━━━━━ Textabschnitt

Die Projekte Nachhaltigkeit 2018: Gesellschaft aus der Region heraus verändern

Mehr Anerkennung, neue Bündnisse, besserer Austausch – bei der Veranstaltung „Projekt Nachhaltigkeit 2018: Auszeichnen, Vernetzen, Weiterdenken“ entwickeln die Teilnehmenden Tipps und Strategien, um ihre Projekte voranzubringen.

Schon bevor es richtig los geht am 12. September mit der Veranstaltung „Projekt Nachhaltigkeit 2018: Auszeichnen, Vernetzen, Weiterdenken“ in der Berliner Repräsentanz der Deutschen Gesellschaft für Internationale Zusammenarbeit, GIZ, pappen zahlreiche Zettel auf den beiden Pinnwänden für „Ihr Angebot“ und „Ihr Gesuch“. Jan von der Brelie von der Initiative Psychologie im Umweltschutz etwa bietet Beratung zur „Steigerung der Wirksamkeit von Nachhaltigkeits-Kampagnen“, Maria Wischeropp von der Bürgerstiftung Erfurt sucht „Best practice Beispiele“.

━━━━━━━━━━
━━━━━ Datenauszug

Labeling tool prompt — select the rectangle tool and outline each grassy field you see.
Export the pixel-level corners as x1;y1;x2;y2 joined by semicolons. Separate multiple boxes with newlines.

━━━━━━━━━━

§ **Aufgabenstellung**
Setzen Sie den Bericht über die Veranstaltung „Projekt Nachhaltigkeit 2018“ im Anschluss an seinen letzten Satz fort. Die Auflistung wird hierfür nicht benötigt.

§ **Lösung**
Die Zettel sind eine Art Aushängeschild für die Fragen, die die 90 Teilnehmenden an diesem Tag klären wollen: Wie können diejenigen, die sich für Nachhaltigkeit engagieren, welche Themen am besten stemmen? Und: Welche neuen Bündnisse sind denkbar? Geladen hat RENN.mitte. Sie ist eine der insgesamt vier Regionalen Netzstellen Nachhaltigkeitsstrategien, die vom Rat für Nachhaltige Entwicklung (RNE) eingerichtet wurden. Am Ende stehen Geschichten über zahlreiche Projekte und viele Anregungen.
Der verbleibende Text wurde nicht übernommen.